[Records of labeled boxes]
________
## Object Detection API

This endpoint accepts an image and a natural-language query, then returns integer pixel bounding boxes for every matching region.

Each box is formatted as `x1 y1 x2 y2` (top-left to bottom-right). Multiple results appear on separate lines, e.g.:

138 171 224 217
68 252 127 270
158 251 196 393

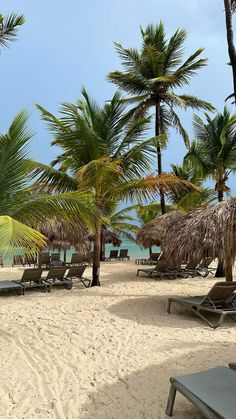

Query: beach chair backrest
66 266 86 278
149 253 160 260
25 255 37 265
120 249 128 258
39 252 50 265
70 253 80 263
13 255 24 265
202 281 236 304
154 259 168 271
20 268 43 282
46 266 68 279
51 252 61 262
109 250 118 259
199 258 215 268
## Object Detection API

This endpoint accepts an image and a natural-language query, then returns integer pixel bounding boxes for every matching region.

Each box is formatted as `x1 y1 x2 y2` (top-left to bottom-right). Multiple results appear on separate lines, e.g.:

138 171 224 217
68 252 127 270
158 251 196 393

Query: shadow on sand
80 342 236 419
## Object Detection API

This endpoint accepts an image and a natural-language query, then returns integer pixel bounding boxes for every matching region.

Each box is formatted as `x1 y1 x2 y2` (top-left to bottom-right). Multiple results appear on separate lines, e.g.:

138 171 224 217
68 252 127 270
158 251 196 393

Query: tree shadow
80 342 236 419
109 295 235 330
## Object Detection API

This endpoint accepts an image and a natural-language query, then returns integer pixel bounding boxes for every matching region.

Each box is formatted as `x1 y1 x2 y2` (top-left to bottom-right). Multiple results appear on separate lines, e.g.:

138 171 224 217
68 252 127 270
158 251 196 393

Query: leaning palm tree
185 107 236 276
36 89 194 285
108 22 213 213
184 107 236 202
0 13 25 48
0 112 94 259
169 161 217 211
224 0 236 102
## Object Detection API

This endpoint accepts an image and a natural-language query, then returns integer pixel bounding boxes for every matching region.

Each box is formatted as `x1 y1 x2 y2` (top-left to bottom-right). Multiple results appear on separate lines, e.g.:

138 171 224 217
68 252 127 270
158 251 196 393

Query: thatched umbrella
162 198 236 281
89 227 121 260
137 211 186 248
38 218 90 261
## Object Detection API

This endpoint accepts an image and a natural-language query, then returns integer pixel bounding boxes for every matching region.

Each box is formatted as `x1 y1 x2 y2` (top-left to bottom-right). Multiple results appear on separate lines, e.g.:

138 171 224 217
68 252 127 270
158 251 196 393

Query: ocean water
53 240 160 262
105 240 160 260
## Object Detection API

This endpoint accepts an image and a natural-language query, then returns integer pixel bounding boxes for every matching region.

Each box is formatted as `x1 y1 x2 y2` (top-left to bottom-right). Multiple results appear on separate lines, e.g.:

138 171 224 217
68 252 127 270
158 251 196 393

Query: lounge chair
65 266 91 288
105 250 118 261
49 252 64 267
44 266 72 290
12 268 51 294
0 281 23 295
135 253 161 265
67 253 81 266
167 282 236 329
118 249 130 260
137 259 181 278
183 258 215 278
24 255 37 267
166 364 236 419
12 255 25 266
38 252 50 269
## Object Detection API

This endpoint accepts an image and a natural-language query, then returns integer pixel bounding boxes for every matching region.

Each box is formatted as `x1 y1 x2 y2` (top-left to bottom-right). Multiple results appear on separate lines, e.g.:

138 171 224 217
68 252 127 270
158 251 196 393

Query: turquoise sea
55 240 160 261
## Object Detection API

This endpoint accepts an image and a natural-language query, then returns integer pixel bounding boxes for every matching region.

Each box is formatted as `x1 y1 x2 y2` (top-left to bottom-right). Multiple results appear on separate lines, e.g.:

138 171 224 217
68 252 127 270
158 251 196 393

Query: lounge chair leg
213 313 226 329
166 384 176 416
167 299 172 314
190 308 217 329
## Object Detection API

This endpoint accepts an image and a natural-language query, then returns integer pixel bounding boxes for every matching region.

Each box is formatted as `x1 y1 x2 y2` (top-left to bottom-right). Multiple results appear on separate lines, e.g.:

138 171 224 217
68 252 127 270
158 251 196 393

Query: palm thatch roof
38 218 89 253
162 198 236 280
89 229 122 247
137 211 186 247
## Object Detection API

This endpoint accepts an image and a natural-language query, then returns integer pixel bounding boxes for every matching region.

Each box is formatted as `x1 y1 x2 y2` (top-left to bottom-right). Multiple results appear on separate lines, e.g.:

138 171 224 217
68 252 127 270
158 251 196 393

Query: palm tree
0 13 25 48
100 202 139 261
36 89 194 285
0 111 94 260
185 107 236 276
169 161 217 211
108 22 213 213
224 0 236 101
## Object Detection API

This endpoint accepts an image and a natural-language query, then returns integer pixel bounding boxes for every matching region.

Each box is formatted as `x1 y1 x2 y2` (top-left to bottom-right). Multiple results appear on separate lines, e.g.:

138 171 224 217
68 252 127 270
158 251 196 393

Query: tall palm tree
224 0 236 102
185 107 236 276
0 112 95 259
36 89 195 285
170 161 217 211
0 13 25 48
108 22 213 213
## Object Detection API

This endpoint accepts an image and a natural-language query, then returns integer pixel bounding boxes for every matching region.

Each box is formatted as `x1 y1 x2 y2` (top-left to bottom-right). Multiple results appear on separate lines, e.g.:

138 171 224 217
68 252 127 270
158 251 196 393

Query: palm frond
0 215 46 264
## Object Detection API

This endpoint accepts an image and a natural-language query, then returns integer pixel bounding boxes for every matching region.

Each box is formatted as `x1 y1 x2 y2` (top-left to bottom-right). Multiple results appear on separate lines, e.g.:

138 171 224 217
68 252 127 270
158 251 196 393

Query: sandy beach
0 262 236 419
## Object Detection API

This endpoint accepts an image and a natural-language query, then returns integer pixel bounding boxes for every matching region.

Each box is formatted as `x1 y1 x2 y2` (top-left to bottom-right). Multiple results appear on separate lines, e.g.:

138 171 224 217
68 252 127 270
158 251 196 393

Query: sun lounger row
105 249 130 261
12 252 92 268
137 258 214 279
135 253 161 265
166 363 236 419
0 266 91 295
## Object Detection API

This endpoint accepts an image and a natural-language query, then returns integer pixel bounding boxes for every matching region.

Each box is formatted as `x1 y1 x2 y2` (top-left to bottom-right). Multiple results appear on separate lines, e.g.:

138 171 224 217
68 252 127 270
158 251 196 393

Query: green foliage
108 22 214 146
0 111 97 257
0 13 25 48
185 107 236 201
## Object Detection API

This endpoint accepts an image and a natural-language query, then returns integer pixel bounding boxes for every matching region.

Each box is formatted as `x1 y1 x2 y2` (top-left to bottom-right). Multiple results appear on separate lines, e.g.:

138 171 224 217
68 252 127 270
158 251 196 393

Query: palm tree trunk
155 103 166 214
91 223 101 287
100 228 105 262
224 257 233 281
224 0 236 100
218 190 224 202
215 185 227 280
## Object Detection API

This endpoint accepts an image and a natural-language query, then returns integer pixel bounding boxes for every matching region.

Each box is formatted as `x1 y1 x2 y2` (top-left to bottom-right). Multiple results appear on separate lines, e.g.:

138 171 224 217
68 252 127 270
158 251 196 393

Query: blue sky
0 0 232 189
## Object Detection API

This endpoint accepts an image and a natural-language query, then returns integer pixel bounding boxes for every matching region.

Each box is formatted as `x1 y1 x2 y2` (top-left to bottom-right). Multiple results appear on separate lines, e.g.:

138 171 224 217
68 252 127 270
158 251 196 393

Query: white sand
0 262 236 419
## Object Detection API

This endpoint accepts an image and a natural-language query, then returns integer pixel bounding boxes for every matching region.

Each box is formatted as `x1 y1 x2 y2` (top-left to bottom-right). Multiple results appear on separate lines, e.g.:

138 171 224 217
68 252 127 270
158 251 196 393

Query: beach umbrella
136 211 186 248
162 198 236 281
37 218 90 260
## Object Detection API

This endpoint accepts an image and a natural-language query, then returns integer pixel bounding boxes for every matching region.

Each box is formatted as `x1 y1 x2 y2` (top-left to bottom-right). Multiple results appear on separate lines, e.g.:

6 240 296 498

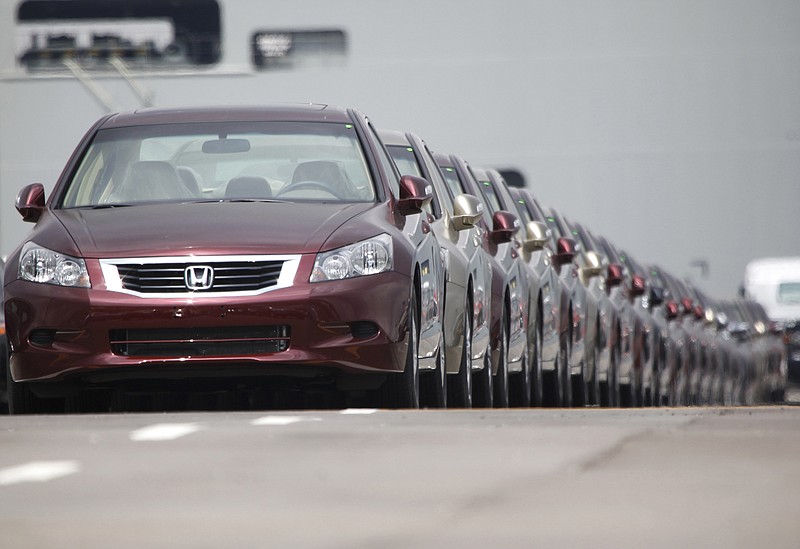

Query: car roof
101 103 352 128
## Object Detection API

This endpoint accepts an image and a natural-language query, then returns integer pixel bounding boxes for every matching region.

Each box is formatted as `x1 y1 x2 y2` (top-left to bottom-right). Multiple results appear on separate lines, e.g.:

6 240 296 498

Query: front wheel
494 308 509 408
384 288 420 408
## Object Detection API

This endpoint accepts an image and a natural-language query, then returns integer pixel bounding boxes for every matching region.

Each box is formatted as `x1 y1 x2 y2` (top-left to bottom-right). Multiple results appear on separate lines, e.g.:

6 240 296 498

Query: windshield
60 122 375 208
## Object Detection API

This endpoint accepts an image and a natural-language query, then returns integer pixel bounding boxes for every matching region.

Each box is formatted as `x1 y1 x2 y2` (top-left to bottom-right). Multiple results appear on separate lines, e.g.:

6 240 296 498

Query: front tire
385 287 420 408
447 296 472 408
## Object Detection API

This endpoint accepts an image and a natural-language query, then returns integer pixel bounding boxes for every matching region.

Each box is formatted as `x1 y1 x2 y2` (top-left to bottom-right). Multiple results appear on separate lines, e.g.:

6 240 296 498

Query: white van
743 257 800 323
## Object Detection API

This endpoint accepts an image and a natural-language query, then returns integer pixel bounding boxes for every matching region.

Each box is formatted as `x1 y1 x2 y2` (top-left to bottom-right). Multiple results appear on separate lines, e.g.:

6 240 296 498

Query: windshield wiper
89 203 133 210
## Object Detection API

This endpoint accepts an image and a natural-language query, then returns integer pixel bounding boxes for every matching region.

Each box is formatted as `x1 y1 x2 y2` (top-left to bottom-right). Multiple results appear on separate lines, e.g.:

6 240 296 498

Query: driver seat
292 160 352 198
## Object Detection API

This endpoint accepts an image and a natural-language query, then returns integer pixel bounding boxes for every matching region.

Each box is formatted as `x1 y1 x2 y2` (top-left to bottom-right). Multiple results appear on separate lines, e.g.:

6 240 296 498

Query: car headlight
309 234 393 282
19 242 91 288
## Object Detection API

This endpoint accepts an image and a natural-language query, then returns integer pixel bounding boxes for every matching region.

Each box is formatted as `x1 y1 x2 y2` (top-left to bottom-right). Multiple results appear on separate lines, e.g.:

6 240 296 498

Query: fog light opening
350 320 380 339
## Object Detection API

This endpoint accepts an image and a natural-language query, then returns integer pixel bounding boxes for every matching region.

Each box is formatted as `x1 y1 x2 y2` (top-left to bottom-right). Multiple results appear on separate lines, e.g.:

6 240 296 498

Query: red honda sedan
5 105 444 413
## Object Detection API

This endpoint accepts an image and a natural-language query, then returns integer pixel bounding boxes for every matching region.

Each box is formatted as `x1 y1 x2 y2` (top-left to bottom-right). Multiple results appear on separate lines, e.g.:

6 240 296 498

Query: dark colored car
5 105 444 413
380 131 492 408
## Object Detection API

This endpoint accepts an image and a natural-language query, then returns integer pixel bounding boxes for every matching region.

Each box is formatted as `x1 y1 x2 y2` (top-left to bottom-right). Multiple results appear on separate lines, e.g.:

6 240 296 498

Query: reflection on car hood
54 202 375 258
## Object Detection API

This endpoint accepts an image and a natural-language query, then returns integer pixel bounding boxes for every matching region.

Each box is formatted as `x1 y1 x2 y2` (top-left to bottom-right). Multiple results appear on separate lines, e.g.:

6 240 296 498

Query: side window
367 124 400 198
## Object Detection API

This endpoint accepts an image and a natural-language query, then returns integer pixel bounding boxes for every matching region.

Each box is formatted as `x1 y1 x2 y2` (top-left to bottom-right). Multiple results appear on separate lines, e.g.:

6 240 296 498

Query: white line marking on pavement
0 461 81 486
129 423 201 442
250 416 322 427
339 408 378 416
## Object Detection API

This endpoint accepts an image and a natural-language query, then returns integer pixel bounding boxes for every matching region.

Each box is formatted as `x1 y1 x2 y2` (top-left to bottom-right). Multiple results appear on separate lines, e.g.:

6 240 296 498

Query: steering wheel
276 180 343 200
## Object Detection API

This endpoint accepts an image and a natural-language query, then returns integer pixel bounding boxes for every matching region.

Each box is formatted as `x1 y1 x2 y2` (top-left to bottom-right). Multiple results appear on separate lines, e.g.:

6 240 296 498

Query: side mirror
15 183 44 223
397 175 433 215
553 236 577 266
606 263 625 288
492 210 519 244
631 275 647 297
522 221 550 252
582 250 603 278
667 301 680 320
650 287 664 307
452 194 483 231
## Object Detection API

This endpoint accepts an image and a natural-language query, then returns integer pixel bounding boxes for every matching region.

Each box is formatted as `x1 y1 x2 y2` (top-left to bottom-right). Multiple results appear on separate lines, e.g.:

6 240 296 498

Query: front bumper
5 258 411 381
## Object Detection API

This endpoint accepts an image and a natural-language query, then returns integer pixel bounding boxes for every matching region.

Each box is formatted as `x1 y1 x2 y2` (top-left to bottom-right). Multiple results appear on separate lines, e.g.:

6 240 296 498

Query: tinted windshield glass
442 167 467 198
386 145 422 177
60 122 375 208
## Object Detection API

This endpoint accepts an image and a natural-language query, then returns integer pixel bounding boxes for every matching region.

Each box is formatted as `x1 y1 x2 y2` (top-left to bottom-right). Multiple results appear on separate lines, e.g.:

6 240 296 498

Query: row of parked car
5 105 786 413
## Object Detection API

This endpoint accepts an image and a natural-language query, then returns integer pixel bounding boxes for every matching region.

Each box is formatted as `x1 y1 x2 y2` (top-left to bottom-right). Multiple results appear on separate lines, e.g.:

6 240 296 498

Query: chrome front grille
100 256 300 297
117 261 283 293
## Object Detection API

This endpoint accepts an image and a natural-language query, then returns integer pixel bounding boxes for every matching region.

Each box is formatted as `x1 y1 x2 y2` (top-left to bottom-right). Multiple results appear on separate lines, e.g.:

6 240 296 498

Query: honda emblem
183 265 214 291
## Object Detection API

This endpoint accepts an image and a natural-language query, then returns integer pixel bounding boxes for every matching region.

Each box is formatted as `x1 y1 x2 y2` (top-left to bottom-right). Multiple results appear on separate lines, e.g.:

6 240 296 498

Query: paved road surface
0 406 800 549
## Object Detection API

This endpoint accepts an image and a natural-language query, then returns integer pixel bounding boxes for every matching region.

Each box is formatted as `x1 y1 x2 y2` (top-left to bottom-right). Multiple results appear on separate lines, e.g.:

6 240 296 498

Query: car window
60 122 376 208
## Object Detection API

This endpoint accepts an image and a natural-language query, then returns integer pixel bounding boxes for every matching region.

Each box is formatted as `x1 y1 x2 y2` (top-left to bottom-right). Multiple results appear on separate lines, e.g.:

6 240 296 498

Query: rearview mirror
553 236 576 266
397 175 433 215
14 183 45 223
522 221 550 252
606 263 624 288
582 250 603 278
452 194 483 231
203 138 250 154
492 210 519 244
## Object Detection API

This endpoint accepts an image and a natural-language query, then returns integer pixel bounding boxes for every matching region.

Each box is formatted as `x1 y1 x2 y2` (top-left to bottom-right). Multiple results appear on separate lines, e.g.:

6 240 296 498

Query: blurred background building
0 0 800 297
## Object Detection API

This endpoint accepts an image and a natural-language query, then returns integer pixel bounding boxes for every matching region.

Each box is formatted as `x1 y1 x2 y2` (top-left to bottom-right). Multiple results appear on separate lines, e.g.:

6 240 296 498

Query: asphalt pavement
0 406 800 549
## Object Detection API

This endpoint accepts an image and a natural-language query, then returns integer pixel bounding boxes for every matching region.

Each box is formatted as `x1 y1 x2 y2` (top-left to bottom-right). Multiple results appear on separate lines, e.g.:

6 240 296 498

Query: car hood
53 202 376 258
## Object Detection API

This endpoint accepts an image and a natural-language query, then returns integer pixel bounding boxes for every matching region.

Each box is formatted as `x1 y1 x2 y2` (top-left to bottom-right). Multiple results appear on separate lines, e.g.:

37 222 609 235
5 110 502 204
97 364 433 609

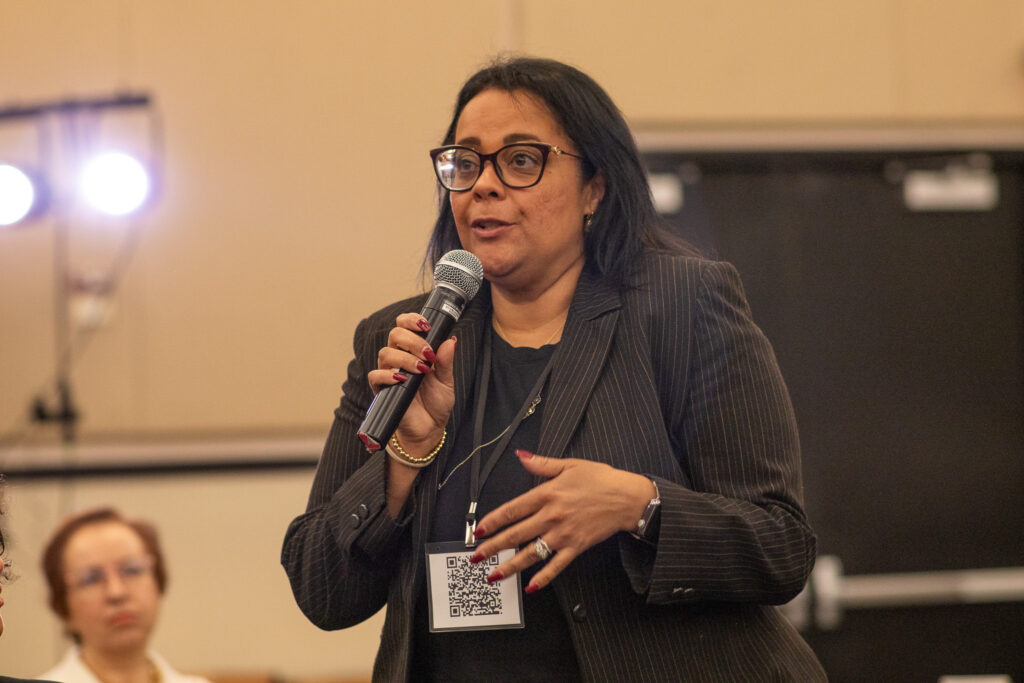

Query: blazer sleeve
281 315 415 630
621 261 815 604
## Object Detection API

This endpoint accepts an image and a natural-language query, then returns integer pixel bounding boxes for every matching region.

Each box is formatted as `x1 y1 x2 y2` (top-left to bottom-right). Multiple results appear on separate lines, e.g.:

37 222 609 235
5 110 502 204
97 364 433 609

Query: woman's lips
471 220 512 237
110 612 138 626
________
**YOUR OBJECTIVE:** Count the lines of the material above that contain the word "tree". Reply with the number alone.

**TASK RESULT:** 5